Extrait ->
◆ ◆ ◆ ◆

Laurent Davin, sur les traces du premier colorant organique préhistorique

Après des études doctorales à Paris 1 Panthéon-Sorbonne, Laurent Davin est aujourd’hui archéologue postdoctorant rattaché à l’UMR TEMPS Technologie et ethnologie des mondes préhistoriques (UMR 8068). Il s’intéresse aux communautés natoufiennes, populations identifiées comme les premiers sédentaires et les derniers chasseurs-cueilleurs du Levant (vers 13 000-9 700 ans avant notre ère).  Après avoir découvert les plus anciens instruments à vent du Proche-Orient, Laurent Davin dirige une équipe internationale d’archéologues, d’archéomètres et de chimistes qui vient de révéler les plus anciennes traces de colorants non minéraux sur des perles et des parures provenant de la grotte de Kebara (Israël). Il s'agit ni plus ni moins que de la preuve la plus ancienne au monde de l'utilisation de pigments rouges organiques par l’Homo sapiens.

Vous avez soutenu votre thèse de doctorat à Paris 1 Panthéon-Sorbonne en 2019, qu’est-ce qui vous conduit de la Place du Panthéon jusqu’à la grotte de Kebara ?

◆ ◆ ◆ ◆

Documents fournis ->
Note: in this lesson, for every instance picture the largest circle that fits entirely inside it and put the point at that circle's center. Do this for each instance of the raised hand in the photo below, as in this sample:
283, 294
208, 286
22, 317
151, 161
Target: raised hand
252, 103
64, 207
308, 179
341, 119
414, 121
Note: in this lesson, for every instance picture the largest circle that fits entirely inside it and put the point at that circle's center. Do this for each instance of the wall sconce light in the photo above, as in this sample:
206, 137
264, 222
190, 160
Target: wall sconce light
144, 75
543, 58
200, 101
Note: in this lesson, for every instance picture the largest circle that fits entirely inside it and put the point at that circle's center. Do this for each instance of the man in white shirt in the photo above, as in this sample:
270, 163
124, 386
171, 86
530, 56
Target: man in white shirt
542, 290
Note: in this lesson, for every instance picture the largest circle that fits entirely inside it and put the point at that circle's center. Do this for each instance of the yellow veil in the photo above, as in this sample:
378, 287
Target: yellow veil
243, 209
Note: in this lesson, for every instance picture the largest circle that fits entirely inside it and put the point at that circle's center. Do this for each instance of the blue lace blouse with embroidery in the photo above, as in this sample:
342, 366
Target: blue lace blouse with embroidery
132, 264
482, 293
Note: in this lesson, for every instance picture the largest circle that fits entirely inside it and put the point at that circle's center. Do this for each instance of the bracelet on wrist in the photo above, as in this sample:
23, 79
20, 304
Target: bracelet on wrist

◆ ◆ ◆ ◆

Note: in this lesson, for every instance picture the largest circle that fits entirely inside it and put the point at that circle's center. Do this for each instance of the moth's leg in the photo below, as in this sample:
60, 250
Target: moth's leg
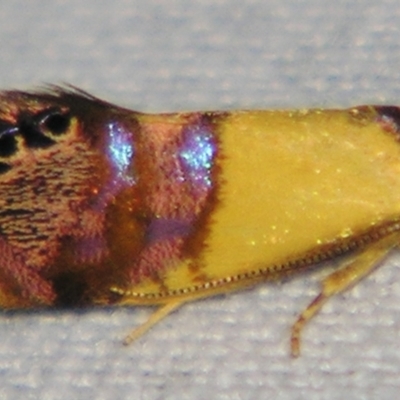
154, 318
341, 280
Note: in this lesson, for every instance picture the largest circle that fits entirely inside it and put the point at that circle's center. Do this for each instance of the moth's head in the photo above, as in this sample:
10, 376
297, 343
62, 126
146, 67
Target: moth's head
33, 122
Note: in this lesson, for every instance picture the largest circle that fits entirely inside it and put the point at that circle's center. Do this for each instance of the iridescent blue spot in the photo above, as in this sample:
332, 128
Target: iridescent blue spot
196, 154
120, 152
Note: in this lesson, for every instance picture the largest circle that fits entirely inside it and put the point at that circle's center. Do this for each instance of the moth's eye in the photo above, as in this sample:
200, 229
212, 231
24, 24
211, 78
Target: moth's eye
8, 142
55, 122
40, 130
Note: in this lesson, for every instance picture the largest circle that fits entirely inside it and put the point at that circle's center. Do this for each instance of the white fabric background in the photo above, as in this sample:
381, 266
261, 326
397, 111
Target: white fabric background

◆ ◆ ◆ ◆

Liste des consignes ->
a: Citez le passage de l'extrait sur Laurent Davin qui va de « Vous avez soutenu » à « de Kebara ? ».
b: Selon l'extrait sur Laurent Davin, quels sont les spécialistes qui composent l'équipe internationale qu'il dirige ?
c: Poursuivez l'extrait sur Laurent Davin à partir de sa dernière phrase.

Réponses à l'exercice ->
a:
Vous avez soutenu votre thèse de doctorat à Paris 1 Panthéon-Sorbonne en 2019, qu’est-ce qui vous conduit de la Place du Panthéon jusqu’à la grotte de Kebara ?

b: Des archéologues, des archéomètres et des chimistes.

c:
Laurent Davin : C’est en fait plutôt l’inverse, ce sont mes recherches sur la culture natoufienne du Proche-Orient qui m’ont amené à la Place du Panthéon. J’ai commencé à travailler sur ce sujet dès ma licence à Aix-Marseille Université et, au moment de commencer une thèse, l’université Paris 1 Panthéon-Sorbonne et l’UMR TEMPS étant les seuls en France à travailler sur la Préhistoire du Levant Sud, je suis venu à Paris pour poursuivre mes études. Grâce au contrat doctoral décroché face au grand jury de Paris 1 Panthéon-Sorbonne j’ai pu partir étudier des collections de parures natoufiennes pendant 3 ans au Centre de recherche français de Jérusalem et même au Peabody Museum de l’Université d’Harvard. C’est durant cette période que j’ai vu pour la première fois les parures exceptionnelles de la grotte de Kebara. Ces perles découvertes il y a près d’un siècle (en 1931) n’avaient jamais été analysées et je m’y suis intéressé durant mon premier postdoctorat (Fondation Fyssen à l’Université Hébraïque de Jérusalem).

Sur quoi porte vos travaux de recherche ?

Laurent Davin : Le but de ma recherche est d'évaluer, à travers l'étude des décorations corporelles natoufiennes (perles d'os, de dents, de coquillages, de pierre et d'argile, plumes et serres d'oiseaux, peaux et fourrures, colorants minéraux et organiques, peintures corporelles et tatouage) et des traditions techno-symboliques qui leur sont associées (instruments sonores, figurines), la diversité sociale et culturelle qui a accompagné la transformation des modes de vie du Paléolithique au Néolithique du Levant Sud, c'est-à-dire le passage d’un mode de vie mobile à sédentaire et d’une économie de prédation à la production.

Qui sont les natoufiens ?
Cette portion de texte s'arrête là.